**Assignment**
As an exercise, copy out the entries exactly as written.

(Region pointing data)
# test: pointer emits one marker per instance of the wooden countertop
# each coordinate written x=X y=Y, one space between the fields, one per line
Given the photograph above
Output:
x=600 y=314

**Response area**
# test: pointer emits one marker per instance of the wooden countertop
# each coordinate written x=X y=Y, one space between the fields, one per line
Given the photograph above
Output:
x=600 y=314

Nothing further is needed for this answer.